_Work to be completed_
Transcribe the records below exactly.

_Input_
--------------------

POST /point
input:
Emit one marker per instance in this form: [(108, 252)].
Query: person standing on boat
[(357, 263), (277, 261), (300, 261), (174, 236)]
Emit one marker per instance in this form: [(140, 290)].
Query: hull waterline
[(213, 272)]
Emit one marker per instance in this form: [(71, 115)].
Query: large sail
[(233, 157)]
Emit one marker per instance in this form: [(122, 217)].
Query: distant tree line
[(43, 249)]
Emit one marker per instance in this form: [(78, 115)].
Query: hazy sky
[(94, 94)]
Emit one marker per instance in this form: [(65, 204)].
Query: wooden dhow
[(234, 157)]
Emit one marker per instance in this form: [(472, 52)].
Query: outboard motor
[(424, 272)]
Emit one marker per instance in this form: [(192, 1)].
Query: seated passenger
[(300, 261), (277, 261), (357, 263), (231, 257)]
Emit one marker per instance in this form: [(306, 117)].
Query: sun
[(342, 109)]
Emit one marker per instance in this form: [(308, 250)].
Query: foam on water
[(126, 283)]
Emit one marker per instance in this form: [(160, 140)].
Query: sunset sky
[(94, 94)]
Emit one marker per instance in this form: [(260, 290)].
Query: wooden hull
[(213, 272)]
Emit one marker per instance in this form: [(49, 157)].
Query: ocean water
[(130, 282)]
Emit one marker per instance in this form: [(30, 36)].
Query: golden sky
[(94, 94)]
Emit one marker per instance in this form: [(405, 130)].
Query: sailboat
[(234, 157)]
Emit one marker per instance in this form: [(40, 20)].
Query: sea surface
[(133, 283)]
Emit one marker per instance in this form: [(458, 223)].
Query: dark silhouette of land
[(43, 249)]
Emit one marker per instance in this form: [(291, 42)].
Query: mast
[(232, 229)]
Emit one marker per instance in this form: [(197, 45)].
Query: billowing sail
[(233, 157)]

--------------------

_Exercise solution_
POST /point
input:
Emit one marker per instance in this form: [(108, 252)].
Query: person standing on boat
[(357, 263), (277, 261), (300, 261), (174, 236)]
Emit one marker per instance in this form: [(140, 290)].
Query: hull waterline
[(213, 272)]
Emit one marker per instance in this form: [(71, 115)].
Query: large sail
[(233, 157)]
Emit one marker per instance in this form: [(122, 217)].
Query: distant tree line
[(43, 249)]
Emit one marker per instance in this form: [(78, 115)].
Query: hazy sky
[(94, 94)]
Emit one marker per instance in this form: [(65, 204)].
Query: wooden dhow
[(234, 157)]
Emit one marker per instance in this form: [(472, 52)].
Query: outboard motor
[(424, 272)]
Emit one marker per instance in this form: [(192, 1)].
Query: seated passenger
[(300, 261), (277, 261), (357, 263), (231, 257)]
Emit one marker per instance in this form: [(306, 117)].
Query: sun
[(342, 109)]
Emit one marker per instance in this form: [(308, 250)].
Query: foam on water
[(126, 283)]
Emit one marker per instance in this form: [(160, 140)].
Query: sunset sky
[(94, 94)]
Emit one marker per instance in this form: [(260, 290)].
Query: wooden hull
[(213, 272)]
Emit one marker per instance in this form: [(49, 157)].
Query: ocean water
[(130, 282)]
Emit one marker per instance in this form: [(30, 36)].
Query: golden sky
[(94, 94)]
Emit one marker per instance in this form: [(405, 130)].
Query: sailboat
[(234, 157)]
Emit one marker per instance in this form: [(40, 20)].
Query: sea surface
[(133, 283)]
Emit one marker per instance in this form: [(458, 223)].
Query: dark silhouette of land
[(43, 249)]
Emit one marker per instance in this form: [(291, 42)].
Query: mast
[(232, 229)]
Emit one marker per instance in this form: [(197, 45)].
Query: billowing sail
[(233, 157)]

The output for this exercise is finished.